[WHAT NEEDS TO BE DONE]: Examine each line of the data. Copy those that contain the string "bald".

--- SOURCE DATA ---

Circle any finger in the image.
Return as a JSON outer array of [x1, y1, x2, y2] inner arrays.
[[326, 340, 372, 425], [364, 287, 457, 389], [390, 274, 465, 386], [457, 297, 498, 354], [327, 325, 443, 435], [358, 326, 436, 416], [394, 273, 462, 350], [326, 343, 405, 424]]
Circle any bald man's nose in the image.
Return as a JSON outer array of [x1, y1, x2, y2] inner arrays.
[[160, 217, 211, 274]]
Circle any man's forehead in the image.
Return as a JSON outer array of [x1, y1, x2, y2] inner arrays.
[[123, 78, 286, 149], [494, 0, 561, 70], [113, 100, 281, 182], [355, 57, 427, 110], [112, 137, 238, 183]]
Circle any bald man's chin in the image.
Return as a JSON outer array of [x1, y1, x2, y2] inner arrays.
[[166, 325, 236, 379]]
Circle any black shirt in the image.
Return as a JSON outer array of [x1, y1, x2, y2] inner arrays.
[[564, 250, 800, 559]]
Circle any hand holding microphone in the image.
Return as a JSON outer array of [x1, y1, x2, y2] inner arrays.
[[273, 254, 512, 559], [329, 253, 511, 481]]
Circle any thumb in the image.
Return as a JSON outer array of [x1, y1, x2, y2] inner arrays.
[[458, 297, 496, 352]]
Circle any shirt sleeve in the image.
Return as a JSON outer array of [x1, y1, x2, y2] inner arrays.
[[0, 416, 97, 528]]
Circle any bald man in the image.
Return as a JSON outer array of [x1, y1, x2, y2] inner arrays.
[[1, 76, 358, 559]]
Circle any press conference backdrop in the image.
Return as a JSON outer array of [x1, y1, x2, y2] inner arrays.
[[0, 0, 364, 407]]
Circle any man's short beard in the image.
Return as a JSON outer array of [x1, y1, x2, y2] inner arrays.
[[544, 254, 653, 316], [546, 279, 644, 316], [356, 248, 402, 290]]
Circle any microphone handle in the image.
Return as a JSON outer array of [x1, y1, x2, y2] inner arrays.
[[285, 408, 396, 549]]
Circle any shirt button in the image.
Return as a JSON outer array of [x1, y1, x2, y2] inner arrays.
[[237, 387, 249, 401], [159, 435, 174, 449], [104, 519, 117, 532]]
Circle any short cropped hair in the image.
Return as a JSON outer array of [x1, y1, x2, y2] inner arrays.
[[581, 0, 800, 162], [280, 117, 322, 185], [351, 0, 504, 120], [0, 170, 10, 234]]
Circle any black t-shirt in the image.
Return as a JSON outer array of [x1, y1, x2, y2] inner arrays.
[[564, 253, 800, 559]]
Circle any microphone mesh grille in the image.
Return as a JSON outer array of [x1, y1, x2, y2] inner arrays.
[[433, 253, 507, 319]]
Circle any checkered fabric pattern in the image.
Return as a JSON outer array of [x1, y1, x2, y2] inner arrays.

---

[RESPONSE BOX]:
Circle any bald man's nose in the image.
Circle any bald man's chin in the image.
Circle any bald man in the image.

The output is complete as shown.